Reproduce the items below verbatim, beginning with their first line and continuing through the line that contains "xmin=84 ymin=93 xmax=124 ymax=121", with both ends included. Omit the pictures from your answer.

* Entries from an annotation dataset *
>> START
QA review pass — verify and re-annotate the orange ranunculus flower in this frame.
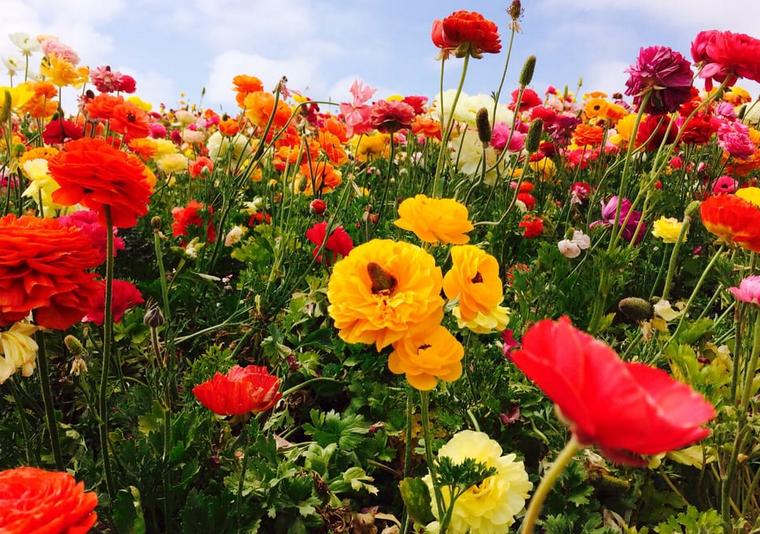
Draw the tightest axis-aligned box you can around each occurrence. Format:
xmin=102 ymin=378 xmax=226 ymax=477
xmin=443 ymin=245 xmax=504 ymax=321
xmin=388 ymin=326 xmax=464 ymax=391
xmin=394 ymin=195 xmax=473 ymax=245
xmin=193 ymin=365 xmax=282 ymax=415
xmin=84 ymin=93 xmax=124 ymax=121
xmin=301 ymin=160 xmax=343 ymax=199
xmin=244 ymin=91 xmax=291 ymax=129
xmin=48 ymin=137 xmax=155 ymax=228
xmin=0 ymin=467 xmax=98 ymax=534
xmin=573 ymin=124 xmax=604 ymax=147
xmin=317 ymin=130 xmax=348 ymax=165
xmin=0 ymin=215 xmax=100 ymax=330
xmin=327 ymin=239 xmax=443 ymax=350
xmin=109 ymin=102 xmax=150 ymax=139
xmin=700 ymin=187 xmax=760 ymax=252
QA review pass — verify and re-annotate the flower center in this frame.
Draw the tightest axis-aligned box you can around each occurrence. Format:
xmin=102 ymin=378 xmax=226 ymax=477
xmin=367 ymin=262 xmax=398 ymax=296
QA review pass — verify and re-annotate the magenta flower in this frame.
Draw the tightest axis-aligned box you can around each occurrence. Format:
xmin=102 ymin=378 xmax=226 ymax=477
xmin=728 ymin=276 xmax=760 ymax=306
xmin=625 ymin=46 xmax=692 ymax=113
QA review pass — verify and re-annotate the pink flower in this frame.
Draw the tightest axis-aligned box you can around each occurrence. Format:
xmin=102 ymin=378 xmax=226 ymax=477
xmin=718 ymin=121 xmax=755 ymax=159
xmin=625 ymin=46 xmax=692 ymax=113
xmin=58 ymin=210 xmax=124 ymax=263
xmin=712 ymin=175 xmax=739 ymax=195
xmin=728 ymin=276 xmax=760 ymax=306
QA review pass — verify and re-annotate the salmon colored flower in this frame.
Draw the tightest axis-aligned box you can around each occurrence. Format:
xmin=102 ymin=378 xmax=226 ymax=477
xmin=48 ymin=138 xmax=155 ymax=228
xmin=432 ymin=11 xmax=501 ymax=58
xmin=394 ymin=195 xmax=473 ymax=245
xmin=193 ymin=365 xmax=282 ymax=415
xmin=388 ymin=326 xmax=464 ymax=391
xmin=327 ymin=239 xmax=443 ymax=350
xmin=510 ymin=318 xmax=715 ymax=465
xmin=82 ymin=280 xmax=145 ymax=326
xmin=0 ymin=467 xmax=98 ymax=534
xmin=0 ymin=214 xmax=99 ymax=330
xmin=700 ymin=187 xmax=760 ymax=252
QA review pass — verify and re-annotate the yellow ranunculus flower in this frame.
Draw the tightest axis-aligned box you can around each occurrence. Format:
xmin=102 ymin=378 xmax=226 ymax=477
xmin=652 ymin=217 xmax=683 ymax=243
xmin=0 ymin=322 xmax=38 ymax=384
xmin=443 ymin=245 xmax=504 ymax=323
xmin=394 ymin=195 xmax=473 ymax=245
xmin=327 ymin=239 xmax=443 ymax=350
xmin=388 ymin=326 xmax=464 ymax=391
xmin=423 ymin=430 xmax=533 ymax=534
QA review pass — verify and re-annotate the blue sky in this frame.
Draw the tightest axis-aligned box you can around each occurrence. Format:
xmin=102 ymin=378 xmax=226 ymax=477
xmin=0 ymin=0 xmax=760 ymax=110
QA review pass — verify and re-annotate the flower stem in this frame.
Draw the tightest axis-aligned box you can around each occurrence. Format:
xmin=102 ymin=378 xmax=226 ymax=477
xmin=98 ymin=206 xmax=116 ymax=503
xmin=521 ymin=436 xmax=581 ymax=534
xmin=34 ymin=331 xmax=63 ymax=471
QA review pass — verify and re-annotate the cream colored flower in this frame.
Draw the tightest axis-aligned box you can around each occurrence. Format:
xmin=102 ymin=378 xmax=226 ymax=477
xmin=0 ymin=322 xmax=38 ymax=384
xmin=424 ymin=430 xmax=533 ymax=534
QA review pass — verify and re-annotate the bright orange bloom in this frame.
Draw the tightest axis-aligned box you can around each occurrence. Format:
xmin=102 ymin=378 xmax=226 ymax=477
xmin=110 ymin=102 xmax=150 ymax=139
xmin=48 ymin=137 xmax=155 ymax=228
xmin=301 ymin=161 xmax=343 ymax=199
xmin=0 ymin=467 xmax=98 ymax=534
xmin=193 ymin=365 xmax=282 ymax=415
xmin=700 ymin=191 xmax=760 ymax=252
xmin=0 ymin=215 xmax=100 ymax=330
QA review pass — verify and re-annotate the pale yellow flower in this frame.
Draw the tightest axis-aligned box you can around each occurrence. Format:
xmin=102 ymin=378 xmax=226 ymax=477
xmin=0 ymin=322 xmax=38 ymax=384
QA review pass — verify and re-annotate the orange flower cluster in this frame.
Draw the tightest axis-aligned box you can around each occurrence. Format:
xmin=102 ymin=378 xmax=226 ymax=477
xmin=0 ymin=215 xmax=100 ymax=330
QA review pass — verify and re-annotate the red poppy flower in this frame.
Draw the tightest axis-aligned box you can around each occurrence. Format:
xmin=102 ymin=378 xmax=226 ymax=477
xmin=48 ymin=137 xmax=155 ymax=228
xmin=510 ymin=317 xmax=715 ymax=465
xmin=0 ymin=467 xmax=98 ymax=534
xmin=172 ymin=200 xmax=216 ymax=243
xmin=306 ymin=221 xmax=354 ymax=265
xmin=517 ymin=214 xmax=544 ymax=239
xmin=431 ymin=11 xmax=501 ymax=58
xmin=193 ymin=365 xmax=282 ymax=415
xmin=0 ymin=215 xmax=100 ymax=330
xmin=700 ymin=194 xmax=760 ymax=252
xmin=83 ymin=280 xmax=145 ymax=326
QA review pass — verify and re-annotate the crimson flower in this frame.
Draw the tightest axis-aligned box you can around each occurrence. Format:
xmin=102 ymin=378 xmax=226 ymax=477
xmin=511 ymin=317 xmax=715 ymax=465
xmin=193 ymin=365 xmax=282 ymax=415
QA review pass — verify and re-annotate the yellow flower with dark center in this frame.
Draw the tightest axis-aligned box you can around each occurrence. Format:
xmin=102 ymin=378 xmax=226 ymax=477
xmin=388 ymin=326 xmax=464 ymax=391
xmin=423 ymin=430 xmax=533 ymax=534
xmin=327 ymin=239 xmax=443 ymax=350
xmin=394 ymin=195 xmax=473 ymax=245
xmin=443 ymin=245 xmax=504 ymax=322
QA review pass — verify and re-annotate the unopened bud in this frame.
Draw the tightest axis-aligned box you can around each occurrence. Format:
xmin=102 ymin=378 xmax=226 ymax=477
xmin=525 ymin=119 xmax=544 ymax=154
xmin=520 ymin=56 xmax=536 ymax=87
xmin=143 ymin=306 xmax=164 ymax=328
xmin=475 ymin=108 xmax=491 ymax=145
xmin=63 ymin=335 xmax=84 ymax=356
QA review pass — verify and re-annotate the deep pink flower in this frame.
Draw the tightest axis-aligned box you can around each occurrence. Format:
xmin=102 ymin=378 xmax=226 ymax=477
xmin=625 ymin=46 xmax=692 ymax=113
xmin=728 ymin=275 xmax=760 ymax=306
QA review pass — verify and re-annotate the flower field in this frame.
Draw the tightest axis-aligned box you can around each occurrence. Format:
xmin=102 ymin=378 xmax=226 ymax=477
xmin=0 ymin=5 xmax=760 ymax=534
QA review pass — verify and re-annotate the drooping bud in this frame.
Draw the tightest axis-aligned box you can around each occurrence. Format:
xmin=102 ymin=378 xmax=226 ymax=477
xmin=475 ymin=108 xmax=491 ymax=145
xmin=520 ymin=56 xmax=536 ymax=87
xmin=525 ymin=119 xmax=544 ymax=154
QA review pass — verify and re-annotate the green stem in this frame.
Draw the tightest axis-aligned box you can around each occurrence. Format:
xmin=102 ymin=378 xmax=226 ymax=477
xmin=34 ymin=331 xmax=63 ymax=471
xmin=98 ymin=206 xmax=116 ymax=505
xmin=521 ymin=436 xmax=581 ymax=534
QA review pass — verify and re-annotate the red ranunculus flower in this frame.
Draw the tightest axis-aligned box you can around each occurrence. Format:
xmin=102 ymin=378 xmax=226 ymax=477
xmin=510 ymin=317 xmax=715 ymax=465
xmin=83 ymin=280 xmax=145 ymax=326
xmin=48 ymin=137 xmax=155 ymax=228
xmin=193 ymin=365 xmax=282 ymax=415
xmin=700 ymin=190 xmax=760 ymax=252
xmin=691 ymin=30 xmax=760 ymax=89
xmin=369 ymin=100 xmax=415 ymax=133
xmin=0 ymin=215 xmax=100 ymax=330
xmin=172 ymin=200 xmax=216 ymax=243
xmin=0 ymin=467 xmax=98 ymax=534
xmin=306 ymin=221 xmax=354 ymax=265
xmin=431 ymin=11 xmax=501 ymax=58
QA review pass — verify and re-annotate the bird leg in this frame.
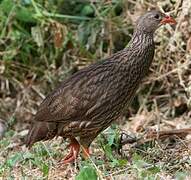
>> END
* SOLVED EXERCISE *
QA review pass — verify and re-annotate the orange ranunculus flower in this frame.
Draw the tightest axis-aligned box you can around each occurrence. Format:
xmin=102 ymin=378 xmax=226 ymax=477
xmin=443 ymin=245 xmax=504 ymax=321
xmin=388 ymin=326 xmax=464 ymax=391
xmin=394 ymin=195 xmax=473 ymax=245
xmin=193 ymin=365 xmax=282 ymax=415
xmin=84 ymin=93 xmax=124 ymax=121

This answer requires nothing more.